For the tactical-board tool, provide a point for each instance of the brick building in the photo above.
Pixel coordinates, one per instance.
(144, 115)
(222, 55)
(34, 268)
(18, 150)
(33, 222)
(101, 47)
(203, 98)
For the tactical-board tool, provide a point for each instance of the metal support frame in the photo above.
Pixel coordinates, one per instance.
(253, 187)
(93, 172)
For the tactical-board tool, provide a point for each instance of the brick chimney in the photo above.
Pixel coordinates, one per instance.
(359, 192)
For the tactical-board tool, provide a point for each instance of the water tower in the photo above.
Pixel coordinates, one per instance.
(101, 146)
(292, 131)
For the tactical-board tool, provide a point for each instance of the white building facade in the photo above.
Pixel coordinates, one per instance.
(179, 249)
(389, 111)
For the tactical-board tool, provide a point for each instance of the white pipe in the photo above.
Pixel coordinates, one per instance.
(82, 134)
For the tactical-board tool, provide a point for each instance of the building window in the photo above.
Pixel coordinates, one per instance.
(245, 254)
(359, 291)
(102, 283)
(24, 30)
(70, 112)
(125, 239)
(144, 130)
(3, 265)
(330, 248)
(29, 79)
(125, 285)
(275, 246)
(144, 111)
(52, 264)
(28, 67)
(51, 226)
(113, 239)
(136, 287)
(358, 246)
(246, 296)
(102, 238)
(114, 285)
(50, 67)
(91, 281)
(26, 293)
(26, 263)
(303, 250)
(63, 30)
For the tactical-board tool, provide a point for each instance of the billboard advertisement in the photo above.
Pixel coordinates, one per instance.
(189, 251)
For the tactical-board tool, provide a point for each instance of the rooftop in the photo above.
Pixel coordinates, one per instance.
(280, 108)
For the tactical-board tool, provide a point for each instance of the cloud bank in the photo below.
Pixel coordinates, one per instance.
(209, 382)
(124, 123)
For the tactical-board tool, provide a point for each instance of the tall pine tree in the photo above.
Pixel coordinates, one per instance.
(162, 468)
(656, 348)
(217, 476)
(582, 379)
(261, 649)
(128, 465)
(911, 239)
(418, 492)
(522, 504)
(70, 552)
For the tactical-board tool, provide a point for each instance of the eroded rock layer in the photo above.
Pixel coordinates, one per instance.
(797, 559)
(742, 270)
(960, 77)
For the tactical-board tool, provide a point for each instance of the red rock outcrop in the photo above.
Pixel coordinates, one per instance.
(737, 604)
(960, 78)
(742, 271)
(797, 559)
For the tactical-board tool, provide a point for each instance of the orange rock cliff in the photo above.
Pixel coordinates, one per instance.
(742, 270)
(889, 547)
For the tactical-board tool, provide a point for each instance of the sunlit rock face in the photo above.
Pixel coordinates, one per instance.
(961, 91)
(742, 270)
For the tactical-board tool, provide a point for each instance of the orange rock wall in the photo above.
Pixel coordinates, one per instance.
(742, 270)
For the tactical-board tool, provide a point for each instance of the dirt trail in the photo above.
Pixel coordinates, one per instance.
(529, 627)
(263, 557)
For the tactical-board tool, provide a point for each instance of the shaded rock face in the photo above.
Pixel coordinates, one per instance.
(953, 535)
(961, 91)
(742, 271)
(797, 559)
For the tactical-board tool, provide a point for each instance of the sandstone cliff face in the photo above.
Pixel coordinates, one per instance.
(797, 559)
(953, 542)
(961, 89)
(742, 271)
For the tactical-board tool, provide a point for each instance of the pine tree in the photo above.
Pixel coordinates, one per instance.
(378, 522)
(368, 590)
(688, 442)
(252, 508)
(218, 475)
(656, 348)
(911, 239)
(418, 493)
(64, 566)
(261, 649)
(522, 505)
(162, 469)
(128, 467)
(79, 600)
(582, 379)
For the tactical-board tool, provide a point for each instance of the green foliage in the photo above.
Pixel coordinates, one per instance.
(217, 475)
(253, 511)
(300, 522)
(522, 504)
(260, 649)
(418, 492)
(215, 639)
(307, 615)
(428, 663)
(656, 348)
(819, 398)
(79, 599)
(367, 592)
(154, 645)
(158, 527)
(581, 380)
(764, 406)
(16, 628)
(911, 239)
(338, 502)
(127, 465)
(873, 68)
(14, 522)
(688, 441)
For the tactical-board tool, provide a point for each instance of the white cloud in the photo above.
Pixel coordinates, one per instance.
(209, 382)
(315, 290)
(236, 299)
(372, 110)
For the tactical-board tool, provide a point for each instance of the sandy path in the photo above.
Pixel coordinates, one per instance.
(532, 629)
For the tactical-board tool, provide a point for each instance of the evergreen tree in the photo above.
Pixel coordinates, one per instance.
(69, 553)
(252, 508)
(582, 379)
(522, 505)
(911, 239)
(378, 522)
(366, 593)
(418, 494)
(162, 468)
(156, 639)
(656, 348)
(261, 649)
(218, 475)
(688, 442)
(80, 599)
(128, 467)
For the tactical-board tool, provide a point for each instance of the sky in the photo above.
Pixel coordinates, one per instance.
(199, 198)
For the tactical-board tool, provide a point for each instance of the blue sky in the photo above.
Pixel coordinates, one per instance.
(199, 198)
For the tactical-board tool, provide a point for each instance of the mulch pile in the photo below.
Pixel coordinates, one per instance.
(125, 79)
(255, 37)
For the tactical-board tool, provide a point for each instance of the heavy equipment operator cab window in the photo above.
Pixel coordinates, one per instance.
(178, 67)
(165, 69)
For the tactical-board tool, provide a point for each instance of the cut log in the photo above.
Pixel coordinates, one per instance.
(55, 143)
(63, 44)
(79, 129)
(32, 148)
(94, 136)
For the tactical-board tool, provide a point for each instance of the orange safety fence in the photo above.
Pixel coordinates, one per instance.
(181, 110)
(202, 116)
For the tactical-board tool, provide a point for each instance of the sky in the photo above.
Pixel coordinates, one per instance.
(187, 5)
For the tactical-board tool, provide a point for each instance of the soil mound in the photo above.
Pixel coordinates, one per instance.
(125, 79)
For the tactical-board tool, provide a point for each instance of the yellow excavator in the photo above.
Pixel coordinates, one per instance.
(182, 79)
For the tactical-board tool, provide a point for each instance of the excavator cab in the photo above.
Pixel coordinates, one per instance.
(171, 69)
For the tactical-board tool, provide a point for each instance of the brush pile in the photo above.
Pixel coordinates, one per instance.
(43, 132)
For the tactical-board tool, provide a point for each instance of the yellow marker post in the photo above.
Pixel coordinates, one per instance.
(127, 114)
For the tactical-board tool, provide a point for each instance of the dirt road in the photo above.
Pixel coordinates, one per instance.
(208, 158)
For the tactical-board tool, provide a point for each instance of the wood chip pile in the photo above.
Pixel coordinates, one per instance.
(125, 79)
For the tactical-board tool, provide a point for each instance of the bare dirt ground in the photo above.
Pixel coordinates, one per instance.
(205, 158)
::::::::
Copy every record above word for word, leaving nothing out.

• _Result_:
For the tactical-board tool, provide a point for each instance of the brick building in the photo above.
Pixel coordinates, one per instance.
(144, 115)
(222, 55)
(34, 268)
(18, 150)
(33, 222)
(101, 47)
(203, 98)
For the tactical-board tool, provide a point for each instance of the metal support frame in the photo above.
Pixel coordinates, one per instance.
(253, 187)
(93, 172)
For the tactical-board tool, provide a point for each instance of the brick chimney in the photo above.
Pixel coordinates, one per instance.
(359, 192)
For the tactical-board tool, provide a point for each instance of the water tower in the photo above.
Pixel coordinates, one per instance.
(101, 146)
(292, 131)
For the tactical-board tool, provide a point for each instance of the white building facade in the photo above.
Pixel coordinates, one per instance.
(179, 249)
(389, 111)
For the tactical-board tool, provide a point for each instance of the white pipe in the photo above.
Pixel coordinates, one per instance.
(82, 134)
For the tactical-board tool, provide a point for each instance of the building window in the photo above.
Pixel coordinates, one per instance.
(245, 254)
(359, 291)
(102, 283)
(24, 30)
(70, 112)
(125, 239)
(144, 130)
(3, 265)
(330, 248)
(29, 79)
(125, 285)
(275, 246)
(144, 111)
(52, 264)
(28, 67)
(51, 226)
(113, 239)
(136, 287)
(358, 246)
(246, 296)
(102, 238)
(114, 285)
(50, 67)
(91, 281)
(26, 293)
(26, 263)
(303, 250)
(63, 30)
For the tactical-board tool, provide a point for each instance of the billboard advertisement in the photo above.
Pixel coordinates, one per instance.
(189, 251)
For the tactical-board tool, provide a point for each instance of the rooftop in the photo above.
Pixel coordinates, one per instance.
(280, 108)
For the tactical-board tool, provide a point for each instance of the cloud bank in the photo below.
Pixel coordinates, one per instance.
(209, 382)
(124, 123)
For the tactical-board tool, provide a point for each instance of the tall pine tree in the photo above.
Pixel coordinates, one per instance.
(162, 468)
(656, 348)
(217, 476)
(582, 379)
(261, 649)
(128, 465)
(911, 239)
(418, 492)
(522, 504)
(70, 552)
For the tactical-board tool, provide a point for each instance of the eroded rock layer in the photo above.
Pixel coordinates, one per instance.
(797, 559)
(742, 270)
(960, 77)
For the tactical-board tool, provide a point for each instance of the red rock outcrop in the photo above.
Pixel coordinates, one per instance.
(737, 604)
(960, 78)
(742, 271)
(797, 559)
For the tactical-board tool, provide a point for each instance of the orange rock cliff in the photo above.
Pixel coordinates, one per instance.
(742, 270)
(889, 547)
For the tactical-board tool, provide a point for each instance of the sunlit rock face in the photo above.
Pixel coordinates, one per instance.
(961, 91)
(742, 270)
For the tactical-board tool, provide a point for each instance of the orange rock wall in the photo above.
Pixel coordinates, one per instance.
(742, 270)
For the tactical-board tool, provide a point for each instance of the dirt trail in the photo above.
Pixel coordinates, one per instance.
(529, 627)
(263, 557)
For the tactical-board tool, provide a point for each instance of the shaded rock face in the photo above.
Pixel coordinates, one per instance.
(953, 535)
(961, 91)
(742, 271)
(797, 559)
For the tactical-board tool, provide a point for each instance of the sandstone cliff face in the photo above.
Pixel coordinates, one per instance.
(797, 559)
(953, 542)
(961, 89)
(742, 271)
For the tactical-board tool, provide a point for each instance of the pine tree in the photo above.
Pixel coordinates, one per instance.
(378, 522)
(368, 590)
(688, 442)
(252, 508)
(218, 475)
(656, 348)
(911, 239)
(418, 493)
(64, 566)
(261, 649)
(522, 505)
(162, 469)
(128, 467)
(79, 600)
(582, 379)
For the tactical-board tool, provide a point for each instance of the green foliage in the photo above.
Pixel coordinates, one per instance.
(217, 475)
(253, 511)
(300, 522)
(522, 504)
(260, 649)
(418, 492)
(215, 639)
(307, 615)
(428, 663)
(656, 348)
(819, 398)
(79, 599)
(367, 592)
(154, 645)
(158, 527)
(581, 380)
(764, 406)
(16, 628)
(911, 239)
(338, 502)
(127, 465)
(873, 68)
(14, 522)
(688, 441)
For the tactical-board tool, provide a point for each instance of the white cloud in the photo above.
Pixel coordinates, one per instance.
(209, 382)
(315, 290)
(236, 299)
(372, 110)
For the tactical-board tool, provide a point for each instance of the sandy path in the photo above.
Pixel coordinates, one per instance.
(532, 629)
For the tactical-board tool, provide a point for each instance of the evergreen tree in the photo above.
Pixel coordinates, one per instance.
(69, 553)
(252, 508)
(582, 379)
(522, 505)
(911, 239)
(378, 522)
(366, 593)
(418, 494)
(162, 468)
(156, 639)
(656, 348)
(261, 649)
(218, 475)
(688, 442)
(80, 599)
(128, 467)
For the tactical-board tool, provide a point for each instance of the sky in the photo above.
Pixel coordinates, one per instance.
(199, 198)
For the tactical-board tool, provide a point for each instance of the blue sky in the photo above.
Pixel coordinates, one per instance.
(199, 198)
For the tactical-board tool, provide a point for each instance of the mulch pile in the photo below.
Pixel coordinates, one per instance.
(125, 79)
(255, 37)
For the tactical-board tool, provide a point for each instance of the heavy equipment operator cab window in the photo above.
Pixel coordinates, one per instance.
(178, 67)
(165, 69)
For the tactical-board tool, provide a point for each instance of the cut log in the photo above.
Pixel coordinates, one per instance.
(55, 143)
(63, 44)
(79, 129)
(32, 148)
(94, 136)
For the tactical-board tool, provide a point for each instance of the orange safety fence in the photo above.
Pixel coordinates, one per instance.
(181, 110)
(202, 116)
For the tactical-board tool, provide a point for each instance of the sky in the photo above.
Pixel coordinates, one per instance.
(187, 5)
For the tactical-board tool, provide a point for each instance of the soil mound in the photo above.
Pixel coordinates, one per instance.
(125, 79)
For the tactical-board tool, provide a point for each instance of the yellow excavator in the photo above.
Pixel coordinates, one per instance.
(182, 79)
For the tactical-board tool, provide a point for each instance of the excavator cab in the photo above.
Pixel coordinates, one per instance.
(171, 69)
For the tactical-board tool, provide a point for each instance of the brush pile in the photo above.
Pixel coordinates, one per instance.
(43, 132)
For the tactical-board tool, provide a point for each instance of the yellow marker post in the photo above.
Pixel coordinates, one per instance.
(127, 114)
For the tactical-board tool, provide a point for each instance of the dirt road in the photo above.
Pixel coordinates, one per instance.
(208, 158)
For the tactical-board tool, provide a point for each instance of the wood chip pile in the photo above.
Pixel coordinates, one per instance.
(125, 79)
For the tactical-board tool, provide a point for each instance of the bare dirt ground in the photo above.
Pixel coordinates, one per instance.
(205, 158)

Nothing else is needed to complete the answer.